**Exercise requirements:** Rescale the data from the line containing "Where can the gray" through the end of the data. Write out every line of that stretch, multiplying each point coordinate by 0.2 and rounding to the nearest whole number with halves rounded up, and leave all other wording unchanged.

**Dataset excerpts:**
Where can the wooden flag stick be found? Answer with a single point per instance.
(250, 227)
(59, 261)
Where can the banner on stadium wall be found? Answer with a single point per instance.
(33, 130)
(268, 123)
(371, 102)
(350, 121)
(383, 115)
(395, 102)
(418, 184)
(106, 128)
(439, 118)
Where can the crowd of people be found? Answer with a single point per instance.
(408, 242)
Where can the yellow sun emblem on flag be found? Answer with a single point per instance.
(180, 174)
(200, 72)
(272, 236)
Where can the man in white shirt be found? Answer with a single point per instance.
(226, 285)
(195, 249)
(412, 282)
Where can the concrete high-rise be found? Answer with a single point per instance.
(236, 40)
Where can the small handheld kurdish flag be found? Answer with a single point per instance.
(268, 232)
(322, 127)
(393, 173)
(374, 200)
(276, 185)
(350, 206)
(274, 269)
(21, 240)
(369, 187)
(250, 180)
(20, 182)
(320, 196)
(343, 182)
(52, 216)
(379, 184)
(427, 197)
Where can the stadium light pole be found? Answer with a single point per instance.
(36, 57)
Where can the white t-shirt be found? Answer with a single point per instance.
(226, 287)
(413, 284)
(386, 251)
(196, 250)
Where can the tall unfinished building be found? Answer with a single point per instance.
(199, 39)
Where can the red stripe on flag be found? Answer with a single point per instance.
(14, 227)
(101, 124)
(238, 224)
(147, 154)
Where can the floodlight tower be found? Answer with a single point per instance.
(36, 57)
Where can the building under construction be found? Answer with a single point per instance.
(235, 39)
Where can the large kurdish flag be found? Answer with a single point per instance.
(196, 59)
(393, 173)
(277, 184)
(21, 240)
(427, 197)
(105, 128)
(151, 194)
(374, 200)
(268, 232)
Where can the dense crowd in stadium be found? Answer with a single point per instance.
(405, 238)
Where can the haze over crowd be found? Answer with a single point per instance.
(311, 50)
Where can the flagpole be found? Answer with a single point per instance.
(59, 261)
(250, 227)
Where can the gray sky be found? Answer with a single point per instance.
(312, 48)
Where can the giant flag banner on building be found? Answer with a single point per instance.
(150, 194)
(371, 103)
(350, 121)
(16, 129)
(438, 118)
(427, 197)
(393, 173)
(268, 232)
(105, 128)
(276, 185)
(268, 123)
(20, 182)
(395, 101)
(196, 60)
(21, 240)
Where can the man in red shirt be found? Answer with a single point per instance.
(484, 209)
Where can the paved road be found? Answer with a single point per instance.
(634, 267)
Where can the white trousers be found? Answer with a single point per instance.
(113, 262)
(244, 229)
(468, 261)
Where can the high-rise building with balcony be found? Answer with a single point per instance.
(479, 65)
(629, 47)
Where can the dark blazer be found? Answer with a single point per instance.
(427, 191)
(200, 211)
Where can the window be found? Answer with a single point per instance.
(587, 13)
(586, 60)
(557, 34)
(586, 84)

**Task solution:**
Where can the gray sky be found? Answer with a single point per instance.
(62, 10)
Where can the giant flag banner on building be found? Answer with a single point per instance.
(30, 39)
(74, 21)
(70, 24)
(3, 26)
(88, 24)
(85, 39)
(79, 35)
(54, 46)
(21, 26)
(55, 37)
(54, 25)
(4, 36)
(79, 20)
(39, 12)
(4, 48)
Where can the man in red shirt be found? Answer with a single point per instance.
(97, 42)
Where can the paved road be found? Answer with a single point per instance.
(127, 53)
Where can the white trousers be found? Answer with a single point per instance.
(23, 52)
(49, 46)
(94, 52)
Where can the high-rise building with balcony be found? Answer with a single point per instance.
(96, 13)
(126, 9)
Where can the dark blazer be found? Answer with a single point per instance.
(85, 38)
(40, 42)
Where can the window be found? Answer with a single point per instance.
(117, 3)
(117, 12)
(111, 7)
(117, 17)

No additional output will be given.